### CONSIGNE A
Recopiez tels quels, ligne par ligne, l'ensemble des enregistrements d'annotation ci-dessous.

### ARTICLE
--------------------------------------------------
La France : un rôle de pont entre toutes les nations
Avant sa brillante intervention, le 9 janvier 2014, dans le cadre du débat au Sénat sur les négociations transatlantiques américano-européennes (voir Partenariat transatlantique au Sénat : l'intervention de Chevènement - 10 janvier 2014), Jean-Pierre Chevènement s’était exprime la veille, le 8 janvier, à la même tribune dans le cadre du débat sur la politique étrangère de la France.
Il l’avait fait avec la même « franchise » qu’il y a deux ans, sous la présidence Sarkozy (voir JP Chevènement au Sénat critique la politique étrangère de la France - 9 février 2012), la seule différence étant qu’il soutient la majorité actuelle, « les yeux ouverts ».
La France fait d’abord partie des nations humaines
Dans son discours du 27 août 2012 devant la Conférence des Ambassadeurs, le Président de la République assignait à la France un rôle de « pont entre les nations, y compris, disait-il, les émergentes, entre le Nord et le Sud, entre l’Orient et l’Occident. Notre pays, ajoutait-il, est un acteur et un médiateur entre les civilisations. C’est son indépendance qui rend la France précieuse au monde » !
--------------------------------------------------
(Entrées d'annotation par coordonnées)
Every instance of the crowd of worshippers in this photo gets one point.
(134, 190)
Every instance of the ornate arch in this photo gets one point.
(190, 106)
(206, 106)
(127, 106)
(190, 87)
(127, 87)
--------------------------------------------------
### CONSIGNE B
Poursuivez l'article sur la politique étrangère de la France en reprenant après sa dernière phrase.

### RÉPONSE A
Every instance of the crowd of worshippers in this photo gets one point.
(134, 190)
Every instance of the ornate arch in this photo gets one point.
(190, 106)
(206, 106)
(127, 106)
(190, 87)
(127, 87)

### RÉPONSE B
Cette définition m’a paru tout à fait judicieuse. La France ne saurait se définir, comme l’avait fait le Président Sarkozy, par sa simple appartenance « à la famille des nations occidentales ». La République française, fidèle à ses idéaux, appartient d’abord à la grande famille des nations humaines.
Vous-même, Monsieur le Ministre, avez pleinement intégré cette dimension en évoquant, dans votre intervention remarquée du 29 août 2013 devant la Conférence des ambassadeurs, ce que vous appelez « le chambardement du monde » à horizon de dix ans, avec notamment le développement des pays émergents au premier rang desquels la Chine, « la relation sino-américaine structurant de plus en plus les relations internationales ».
Face à la bipolarité qui se dessine entre la Chine dont le PNB aura dépassé, avant peu d’années, celui des Etats-Unis, et ceux-ci qui disposeront encore longtemps d’atouts que la Chine n’a pas, ou du moins pas encore, l’Europe est en voie d’être marginalisée. D’abord l’Europe n’est plus ce qu’elle était : l’Europe à vingt-huit n’est plus l’Europe à six où la France tenait les premiers rôles. La géographie, la géopolitique et l’intégration des économies ont façonné une Europe germano-centrée. On nous promettait, il y a vingt ans, de faire l’Europe sans défaire la France. Le Président de la République, dans ses vœux, le 31 décembre 2013, a déclaré : « Ce n’est pas en défaisant l’Europe qu’on fera la France de demain ». Certes, mais c’est en en changeant l’ambition, la dimension et les règles qu’on refera de l’Europe l’actrice de son destin. C’est ainsi seulement que la France pourra rester une grande nation politique.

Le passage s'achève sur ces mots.